- _JOB 1_:
Answer these questions from the article on the White Space research centre below:
(a) Which body provided Strathclyde University with funding for the centre?
(b) Who opened the centre?
(c) From where did Neul come to show the technology in action?

- _EXTRACT PROVIDED_:
Jocks strap into new gov-funded White Space boffinry base
Silicon Glen is after Silicon Fen's smart radio tech
The Scottish Funding Council has bunged Strathclyde University cash to set up a boffinry base to develop cunning uses of spare radio frequencies known as White Space.
The technology aims to put unused spectrum to good use by dynamically assigning empty airwaves to wireless microphones and such things. It is hoped to enable plenty of no-fuss short-range ad-hoc communications  in the gaps left by switched-off analogue TV and other holes. In theory.
To work, databases that know which frequencies are available and where must be built. Then a White Space hub device calculates its location, using GPS or similar, and checks with a database on what frequencies are empty locally. Client devices listen for the hub's transmission and lock onto those empty frequencies, while the hub checks the database regularly in case of changes.
It's not clear how much money from the public purse is going into the university's new White Space centre. But there will be enough to get it started and kick off research into what is probably the most important development in wireless since the invention of frequency modulation.
The centre was opened by communications minister Ed Vaizey, with reps from the university to talk about how marvellous it all was. Microsoft, BT Openreach, Ofcom and Sky sent their own bods over the border to talk about the technical aspects; Neul came up from Cambridge to show the technology in action and various home-county consultancies pitched in.
Although the UK is a leading light in White Space research right now, the work is clustered around Camby in the east of England. The Scottish government wants to create a similar congregation around Strathclyde, which is a laudable aim considering how important White Space networking is going to be, especially in rural Scotland.

[Location labeling records]
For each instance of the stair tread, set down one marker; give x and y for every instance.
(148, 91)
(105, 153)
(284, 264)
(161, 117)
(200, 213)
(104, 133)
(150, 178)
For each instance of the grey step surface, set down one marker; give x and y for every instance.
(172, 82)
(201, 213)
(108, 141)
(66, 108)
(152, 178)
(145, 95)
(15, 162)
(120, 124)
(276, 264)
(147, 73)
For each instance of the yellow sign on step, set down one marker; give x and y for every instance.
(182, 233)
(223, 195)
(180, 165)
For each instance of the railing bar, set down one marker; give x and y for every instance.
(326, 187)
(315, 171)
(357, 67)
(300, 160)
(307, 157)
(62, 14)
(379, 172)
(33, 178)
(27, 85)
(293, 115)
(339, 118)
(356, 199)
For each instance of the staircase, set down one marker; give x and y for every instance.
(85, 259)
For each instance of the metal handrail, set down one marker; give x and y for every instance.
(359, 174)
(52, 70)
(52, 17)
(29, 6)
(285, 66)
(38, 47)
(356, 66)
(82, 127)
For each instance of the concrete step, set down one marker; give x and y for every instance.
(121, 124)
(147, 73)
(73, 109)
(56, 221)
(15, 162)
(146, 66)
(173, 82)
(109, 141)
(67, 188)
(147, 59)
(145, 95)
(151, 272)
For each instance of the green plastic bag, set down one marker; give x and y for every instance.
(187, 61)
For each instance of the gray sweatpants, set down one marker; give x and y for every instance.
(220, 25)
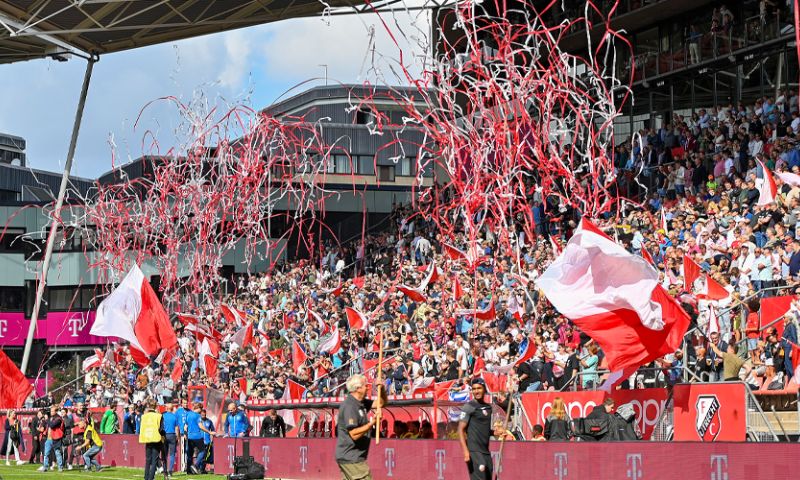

- _JOB 2_: In the location labeling entries above, begin at the line that has "For each instance of the gray" and stop at the end of the entries. Rewrite those lines with "sweatpants" switched to "trousers", leave everything else unchanged, and omit the picture.

- _WRITTEN REPLY 1_:
(a) The Scottish Funding Council.
(b) Communications minister Ed Vaizey.
(c) Cambridge.

- _WRITTEN REPLY 2_:
For each instance of the gray trousers, set down one marker; give x and y for every instance.
(220, 25)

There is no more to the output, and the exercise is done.